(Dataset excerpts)
--------------------------------
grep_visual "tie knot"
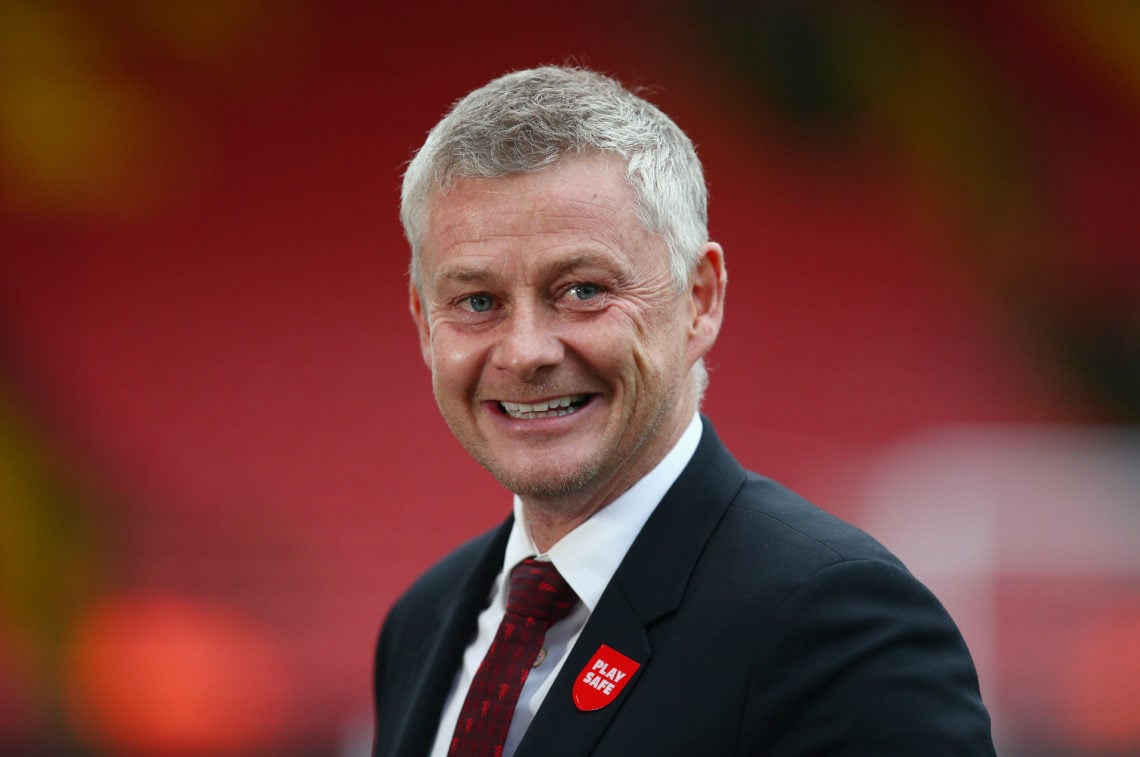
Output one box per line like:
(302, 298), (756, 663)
(506, 558), (578, 624)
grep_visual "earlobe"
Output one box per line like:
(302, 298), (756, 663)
(409, 283), (433, 369)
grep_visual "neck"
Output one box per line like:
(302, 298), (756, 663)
(520, 403), (698, 553)
(523, 506), (594, 555)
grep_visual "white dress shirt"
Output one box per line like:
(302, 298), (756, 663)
(428, 413), (702, 757)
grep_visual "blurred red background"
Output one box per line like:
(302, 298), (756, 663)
(1, 1), (1137, 755)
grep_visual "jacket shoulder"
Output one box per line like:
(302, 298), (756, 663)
(725, 475), (993, 753)
(727, 472), (903, 570)
(381, 525), (504, 636)
(373, 523), (509, 756)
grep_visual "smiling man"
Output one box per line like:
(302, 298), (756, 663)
(373, 67), (994, 756)
(411, 153), (718, 551)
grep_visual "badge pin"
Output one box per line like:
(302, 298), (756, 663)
(572, 644), (641, 711)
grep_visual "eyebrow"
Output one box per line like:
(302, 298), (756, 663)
(434, 251), (623, 287)
(435, 266), (492, 285)
(550, 252), (623, 276)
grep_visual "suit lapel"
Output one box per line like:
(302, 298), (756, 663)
(388, 519), (513, 756)
(516, 418), (748, 756)
(515, 579), (651, 757)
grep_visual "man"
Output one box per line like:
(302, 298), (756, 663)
(374, 66), (994, 756)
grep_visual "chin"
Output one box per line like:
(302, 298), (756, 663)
(484, 460), (603, 504)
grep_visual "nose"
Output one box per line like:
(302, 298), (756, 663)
(491, 302), (564, 380)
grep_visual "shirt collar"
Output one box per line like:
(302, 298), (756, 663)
(498, 413), (703, 612)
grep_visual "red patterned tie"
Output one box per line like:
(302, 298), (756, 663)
(448, 558), (579, 757)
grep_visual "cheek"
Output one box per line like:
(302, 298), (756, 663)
(567, 319), (667, 386)
(624, 301), (690, 359)
(583, 300), (679, 360)
(429, 330), (490, 390)
(626, 323), (693, 394)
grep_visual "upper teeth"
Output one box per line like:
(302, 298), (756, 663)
(501, 394), (586, 415)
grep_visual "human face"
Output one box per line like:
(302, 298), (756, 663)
(411, 156), (722, 516)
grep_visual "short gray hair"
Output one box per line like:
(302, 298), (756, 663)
(401, 66), (709, 290)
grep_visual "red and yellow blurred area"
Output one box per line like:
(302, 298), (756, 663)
(1, 1), (1137, 755)
(66, 594), (294, 756)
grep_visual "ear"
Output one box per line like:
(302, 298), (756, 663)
(685, 242), (727, 364)
(409, 282), (433, 369)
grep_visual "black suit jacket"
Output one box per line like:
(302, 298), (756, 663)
(373, 418), (994, 755)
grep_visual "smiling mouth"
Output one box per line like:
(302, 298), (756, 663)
(498, 394), (592, 420)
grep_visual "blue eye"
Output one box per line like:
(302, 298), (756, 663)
(568, 283), (602, 301)
(465, 294), (495, 312)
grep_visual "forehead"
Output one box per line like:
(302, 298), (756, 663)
(419, 156), (660, 276)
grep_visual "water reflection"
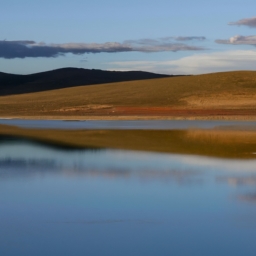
--------------------------------
Task description –
Which of the lines above mention the word "jacket"? Pull those lines out.

Solution for this problem –
grep_visual "jacket shoulder"
grep_visual "black suit jacket"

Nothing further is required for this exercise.